Recast the lines of the records below as a JSON list of strings, one string per line, leaving out any blank lines.

● Data lines:
** Start **

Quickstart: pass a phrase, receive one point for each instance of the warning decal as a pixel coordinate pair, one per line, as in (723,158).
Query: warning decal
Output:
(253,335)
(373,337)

** End **

● Task solution:
[
  "Quickstart: pass a phrase, receive one point for each instance of the warning decal as a pixel coordinate pair, one per line, as in (723,158).",
  "Query: warning decal",
  "Output:",
  "(253,335)",
  "(373,337)"
]